- _About this exercise_: Filter the listing below down to the lines with the word "after" and copy those.
——————
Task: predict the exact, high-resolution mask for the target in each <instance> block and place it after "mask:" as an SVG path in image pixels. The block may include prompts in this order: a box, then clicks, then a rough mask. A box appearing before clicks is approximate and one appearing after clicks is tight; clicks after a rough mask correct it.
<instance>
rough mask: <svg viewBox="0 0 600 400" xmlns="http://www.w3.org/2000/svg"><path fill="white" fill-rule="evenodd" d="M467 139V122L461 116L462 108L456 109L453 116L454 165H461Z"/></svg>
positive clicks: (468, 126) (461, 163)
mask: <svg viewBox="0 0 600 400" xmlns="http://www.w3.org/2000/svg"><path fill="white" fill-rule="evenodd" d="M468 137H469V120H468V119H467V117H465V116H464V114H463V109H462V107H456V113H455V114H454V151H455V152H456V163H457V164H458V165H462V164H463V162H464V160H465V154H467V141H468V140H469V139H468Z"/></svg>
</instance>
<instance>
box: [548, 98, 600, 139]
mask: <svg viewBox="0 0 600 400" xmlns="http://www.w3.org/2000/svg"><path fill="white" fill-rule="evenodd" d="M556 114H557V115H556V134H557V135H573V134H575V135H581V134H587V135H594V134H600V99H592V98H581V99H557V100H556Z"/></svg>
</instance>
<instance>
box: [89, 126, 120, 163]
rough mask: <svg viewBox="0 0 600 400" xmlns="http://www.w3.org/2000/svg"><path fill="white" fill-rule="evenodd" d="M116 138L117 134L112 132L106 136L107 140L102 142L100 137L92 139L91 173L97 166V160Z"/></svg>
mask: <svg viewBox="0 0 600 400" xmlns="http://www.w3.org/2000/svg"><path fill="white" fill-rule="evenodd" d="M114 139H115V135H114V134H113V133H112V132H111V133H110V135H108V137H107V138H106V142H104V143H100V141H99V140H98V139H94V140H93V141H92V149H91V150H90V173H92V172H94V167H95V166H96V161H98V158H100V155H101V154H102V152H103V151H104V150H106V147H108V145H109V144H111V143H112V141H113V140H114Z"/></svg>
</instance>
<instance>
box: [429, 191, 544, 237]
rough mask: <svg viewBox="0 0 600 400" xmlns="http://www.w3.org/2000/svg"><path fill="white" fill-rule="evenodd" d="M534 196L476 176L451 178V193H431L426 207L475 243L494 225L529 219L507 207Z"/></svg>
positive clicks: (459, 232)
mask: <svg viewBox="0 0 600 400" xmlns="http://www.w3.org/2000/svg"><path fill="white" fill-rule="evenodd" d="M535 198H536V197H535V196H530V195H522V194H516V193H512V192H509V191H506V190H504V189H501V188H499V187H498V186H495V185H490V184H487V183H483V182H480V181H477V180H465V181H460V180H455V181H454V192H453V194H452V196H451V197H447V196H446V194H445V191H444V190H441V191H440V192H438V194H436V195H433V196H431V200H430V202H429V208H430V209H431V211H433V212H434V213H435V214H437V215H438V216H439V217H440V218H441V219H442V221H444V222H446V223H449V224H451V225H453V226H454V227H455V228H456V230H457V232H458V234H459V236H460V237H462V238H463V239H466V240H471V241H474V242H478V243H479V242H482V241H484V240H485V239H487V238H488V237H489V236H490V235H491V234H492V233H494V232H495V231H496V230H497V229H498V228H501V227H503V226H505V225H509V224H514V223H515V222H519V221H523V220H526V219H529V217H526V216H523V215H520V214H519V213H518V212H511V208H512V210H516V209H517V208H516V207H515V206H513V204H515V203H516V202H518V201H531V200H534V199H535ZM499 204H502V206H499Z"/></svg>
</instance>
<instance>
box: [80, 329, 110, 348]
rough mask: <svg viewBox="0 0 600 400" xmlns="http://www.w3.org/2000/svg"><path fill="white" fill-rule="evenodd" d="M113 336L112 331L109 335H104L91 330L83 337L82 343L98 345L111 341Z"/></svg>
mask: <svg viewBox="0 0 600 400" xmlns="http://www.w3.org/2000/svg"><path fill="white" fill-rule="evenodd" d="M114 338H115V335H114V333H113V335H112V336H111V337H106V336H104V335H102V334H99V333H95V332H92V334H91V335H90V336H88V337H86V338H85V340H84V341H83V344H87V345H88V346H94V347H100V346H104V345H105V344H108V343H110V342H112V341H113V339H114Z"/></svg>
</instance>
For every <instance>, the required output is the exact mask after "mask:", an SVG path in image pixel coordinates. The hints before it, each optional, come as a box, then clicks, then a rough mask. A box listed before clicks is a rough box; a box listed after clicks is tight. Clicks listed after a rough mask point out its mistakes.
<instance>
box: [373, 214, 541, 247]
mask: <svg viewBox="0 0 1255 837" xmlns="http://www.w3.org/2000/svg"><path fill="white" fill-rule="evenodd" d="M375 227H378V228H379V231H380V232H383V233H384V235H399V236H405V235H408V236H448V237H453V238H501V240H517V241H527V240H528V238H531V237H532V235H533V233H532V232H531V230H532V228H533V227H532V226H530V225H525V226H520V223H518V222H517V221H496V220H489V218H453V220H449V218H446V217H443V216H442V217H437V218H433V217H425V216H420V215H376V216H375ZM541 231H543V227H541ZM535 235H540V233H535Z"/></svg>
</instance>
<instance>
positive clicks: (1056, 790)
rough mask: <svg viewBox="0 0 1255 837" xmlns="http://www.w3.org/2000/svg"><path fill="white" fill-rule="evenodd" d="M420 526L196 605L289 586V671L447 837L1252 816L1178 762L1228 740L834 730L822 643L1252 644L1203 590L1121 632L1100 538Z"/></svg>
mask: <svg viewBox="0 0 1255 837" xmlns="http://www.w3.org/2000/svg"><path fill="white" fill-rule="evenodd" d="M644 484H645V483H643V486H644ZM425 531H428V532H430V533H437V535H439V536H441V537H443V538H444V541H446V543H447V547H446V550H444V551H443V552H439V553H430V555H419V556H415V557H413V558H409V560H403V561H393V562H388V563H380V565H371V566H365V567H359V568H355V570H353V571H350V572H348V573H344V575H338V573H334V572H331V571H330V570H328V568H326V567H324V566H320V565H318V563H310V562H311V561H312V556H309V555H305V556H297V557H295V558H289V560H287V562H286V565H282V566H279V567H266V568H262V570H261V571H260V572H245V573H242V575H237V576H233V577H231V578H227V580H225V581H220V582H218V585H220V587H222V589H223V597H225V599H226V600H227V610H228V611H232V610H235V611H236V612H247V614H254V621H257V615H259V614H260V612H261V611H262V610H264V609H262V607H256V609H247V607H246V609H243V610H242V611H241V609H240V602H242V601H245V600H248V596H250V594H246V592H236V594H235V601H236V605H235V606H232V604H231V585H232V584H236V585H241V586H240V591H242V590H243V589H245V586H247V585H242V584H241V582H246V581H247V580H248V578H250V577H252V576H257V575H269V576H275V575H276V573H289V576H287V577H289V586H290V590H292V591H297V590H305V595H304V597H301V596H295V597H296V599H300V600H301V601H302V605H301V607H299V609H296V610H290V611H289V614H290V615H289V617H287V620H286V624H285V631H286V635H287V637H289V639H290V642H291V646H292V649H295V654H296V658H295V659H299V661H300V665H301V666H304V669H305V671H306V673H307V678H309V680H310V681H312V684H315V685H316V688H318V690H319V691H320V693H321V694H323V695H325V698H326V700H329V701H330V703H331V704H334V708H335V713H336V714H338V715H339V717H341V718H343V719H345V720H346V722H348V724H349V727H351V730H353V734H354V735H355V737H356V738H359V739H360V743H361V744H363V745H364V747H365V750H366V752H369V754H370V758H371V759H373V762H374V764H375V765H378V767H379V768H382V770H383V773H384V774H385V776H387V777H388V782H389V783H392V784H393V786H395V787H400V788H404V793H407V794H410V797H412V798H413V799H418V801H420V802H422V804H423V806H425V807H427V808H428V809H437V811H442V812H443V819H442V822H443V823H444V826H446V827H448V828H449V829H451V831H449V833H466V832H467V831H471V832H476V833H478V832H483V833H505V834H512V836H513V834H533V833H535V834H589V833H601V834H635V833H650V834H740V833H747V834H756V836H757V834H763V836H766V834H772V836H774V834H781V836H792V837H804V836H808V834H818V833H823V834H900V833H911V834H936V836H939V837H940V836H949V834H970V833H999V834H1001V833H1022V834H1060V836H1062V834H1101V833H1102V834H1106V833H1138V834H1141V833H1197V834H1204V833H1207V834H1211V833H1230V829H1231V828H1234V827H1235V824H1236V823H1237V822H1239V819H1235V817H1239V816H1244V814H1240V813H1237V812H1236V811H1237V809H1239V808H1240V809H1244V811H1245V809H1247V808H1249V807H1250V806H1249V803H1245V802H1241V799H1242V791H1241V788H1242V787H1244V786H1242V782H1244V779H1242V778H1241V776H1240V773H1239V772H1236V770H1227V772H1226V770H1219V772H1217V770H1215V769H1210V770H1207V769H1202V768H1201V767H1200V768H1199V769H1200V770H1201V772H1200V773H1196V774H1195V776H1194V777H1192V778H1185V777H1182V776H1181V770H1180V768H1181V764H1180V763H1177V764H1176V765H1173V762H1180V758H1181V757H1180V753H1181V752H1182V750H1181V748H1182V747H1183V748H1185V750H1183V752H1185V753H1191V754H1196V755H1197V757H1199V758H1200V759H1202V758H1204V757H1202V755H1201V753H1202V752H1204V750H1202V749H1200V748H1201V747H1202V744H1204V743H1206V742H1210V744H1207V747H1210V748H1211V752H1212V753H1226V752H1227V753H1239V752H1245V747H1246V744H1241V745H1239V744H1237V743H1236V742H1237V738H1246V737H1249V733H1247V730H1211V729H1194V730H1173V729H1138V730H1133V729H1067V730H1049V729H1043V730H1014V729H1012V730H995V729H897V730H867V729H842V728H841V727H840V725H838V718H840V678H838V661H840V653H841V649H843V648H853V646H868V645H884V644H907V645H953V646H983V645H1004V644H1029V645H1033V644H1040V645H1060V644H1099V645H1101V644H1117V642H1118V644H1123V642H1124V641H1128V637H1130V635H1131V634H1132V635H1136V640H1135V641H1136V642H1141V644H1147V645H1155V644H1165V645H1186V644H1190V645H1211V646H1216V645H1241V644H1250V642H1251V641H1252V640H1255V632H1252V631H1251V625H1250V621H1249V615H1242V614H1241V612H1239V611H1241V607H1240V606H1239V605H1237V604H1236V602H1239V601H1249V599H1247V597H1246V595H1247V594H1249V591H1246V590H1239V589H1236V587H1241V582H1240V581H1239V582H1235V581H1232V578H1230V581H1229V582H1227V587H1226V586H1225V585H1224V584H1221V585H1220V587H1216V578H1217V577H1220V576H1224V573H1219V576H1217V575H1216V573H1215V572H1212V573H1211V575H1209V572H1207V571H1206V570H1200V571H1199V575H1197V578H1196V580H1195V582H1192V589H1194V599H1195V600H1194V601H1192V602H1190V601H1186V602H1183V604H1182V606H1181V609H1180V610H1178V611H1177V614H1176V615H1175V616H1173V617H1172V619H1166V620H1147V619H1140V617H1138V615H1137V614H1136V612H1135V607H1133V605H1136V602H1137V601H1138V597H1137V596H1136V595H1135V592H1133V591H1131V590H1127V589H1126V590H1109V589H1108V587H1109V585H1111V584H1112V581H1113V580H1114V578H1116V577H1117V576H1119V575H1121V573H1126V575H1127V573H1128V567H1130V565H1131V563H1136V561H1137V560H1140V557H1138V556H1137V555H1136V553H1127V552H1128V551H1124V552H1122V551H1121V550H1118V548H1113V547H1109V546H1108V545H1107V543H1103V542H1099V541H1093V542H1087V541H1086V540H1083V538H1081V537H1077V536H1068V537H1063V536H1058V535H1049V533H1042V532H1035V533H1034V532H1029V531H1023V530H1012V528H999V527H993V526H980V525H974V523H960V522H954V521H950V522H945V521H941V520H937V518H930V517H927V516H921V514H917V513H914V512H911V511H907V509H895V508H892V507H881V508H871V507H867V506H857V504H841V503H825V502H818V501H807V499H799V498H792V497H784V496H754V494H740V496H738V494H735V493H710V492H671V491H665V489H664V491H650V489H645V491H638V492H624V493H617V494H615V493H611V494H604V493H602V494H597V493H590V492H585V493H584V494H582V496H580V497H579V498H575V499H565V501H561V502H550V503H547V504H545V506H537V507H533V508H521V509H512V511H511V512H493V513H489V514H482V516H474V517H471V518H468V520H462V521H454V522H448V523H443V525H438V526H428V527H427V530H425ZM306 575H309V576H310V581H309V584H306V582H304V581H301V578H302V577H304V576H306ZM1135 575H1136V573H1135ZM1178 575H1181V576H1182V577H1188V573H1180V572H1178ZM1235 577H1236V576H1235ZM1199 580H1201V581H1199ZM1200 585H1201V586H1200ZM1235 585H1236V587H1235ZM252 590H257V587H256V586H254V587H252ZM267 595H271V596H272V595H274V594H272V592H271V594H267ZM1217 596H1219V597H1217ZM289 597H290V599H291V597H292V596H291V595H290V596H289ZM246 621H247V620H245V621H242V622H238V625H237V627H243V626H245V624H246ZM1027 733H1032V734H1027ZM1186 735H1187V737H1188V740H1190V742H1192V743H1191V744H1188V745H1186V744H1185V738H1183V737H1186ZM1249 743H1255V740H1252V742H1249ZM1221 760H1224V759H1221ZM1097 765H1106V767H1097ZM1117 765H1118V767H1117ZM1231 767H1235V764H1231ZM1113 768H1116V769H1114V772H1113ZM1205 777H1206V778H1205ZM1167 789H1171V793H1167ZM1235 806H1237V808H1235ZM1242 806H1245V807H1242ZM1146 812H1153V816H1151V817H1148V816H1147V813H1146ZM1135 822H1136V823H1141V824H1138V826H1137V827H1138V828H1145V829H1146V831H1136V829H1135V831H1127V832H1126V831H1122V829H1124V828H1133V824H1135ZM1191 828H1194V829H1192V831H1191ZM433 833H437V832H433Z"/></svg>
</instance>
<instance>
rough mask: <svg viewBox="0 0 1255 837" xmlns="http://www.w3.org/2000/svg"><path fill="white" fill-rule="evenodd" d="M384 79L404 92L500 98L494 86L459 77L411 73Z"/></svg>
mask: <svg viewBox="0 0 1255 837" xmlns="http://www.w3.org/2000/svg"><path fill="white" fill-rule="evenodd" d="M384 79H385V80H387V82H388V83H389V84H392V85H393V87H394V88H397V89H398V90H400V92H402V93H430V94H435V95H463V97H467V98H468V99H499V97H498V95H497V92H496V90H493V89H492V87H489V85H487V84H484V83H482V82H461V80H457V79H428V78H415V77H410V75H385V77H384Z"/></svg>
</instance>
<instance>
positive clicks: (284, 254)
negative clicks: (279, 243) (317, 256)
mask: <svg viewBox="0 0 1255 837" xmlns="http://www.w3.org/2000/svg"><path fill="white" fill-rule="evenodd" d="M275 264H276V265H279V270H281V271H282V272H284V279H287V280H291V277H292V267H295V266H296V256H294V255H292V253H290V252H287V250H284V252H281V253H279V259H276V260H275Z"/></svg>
——————
- _Your solution_:
Task: predict the exact, high-resolution mask for the target in each <instance> block and place it after "mask:" as an SVG path in image pixels. The block may include prompts in this order: a box, then clicks, then a rough mask. A box appearing before clicks is approximate and one appearing after clicks is tight; clicks after a rough mask correct it.
For every <instance>, the required output is the exact mask after "mask:", an SVG path in image pixel coordinates. The hints before it, each optional, come as a box, then clicks, then a rough mask. A box listed before clicks is a rough box; a box listed after clicks is tight. Clicks listed after a rough mask point out its mistakes.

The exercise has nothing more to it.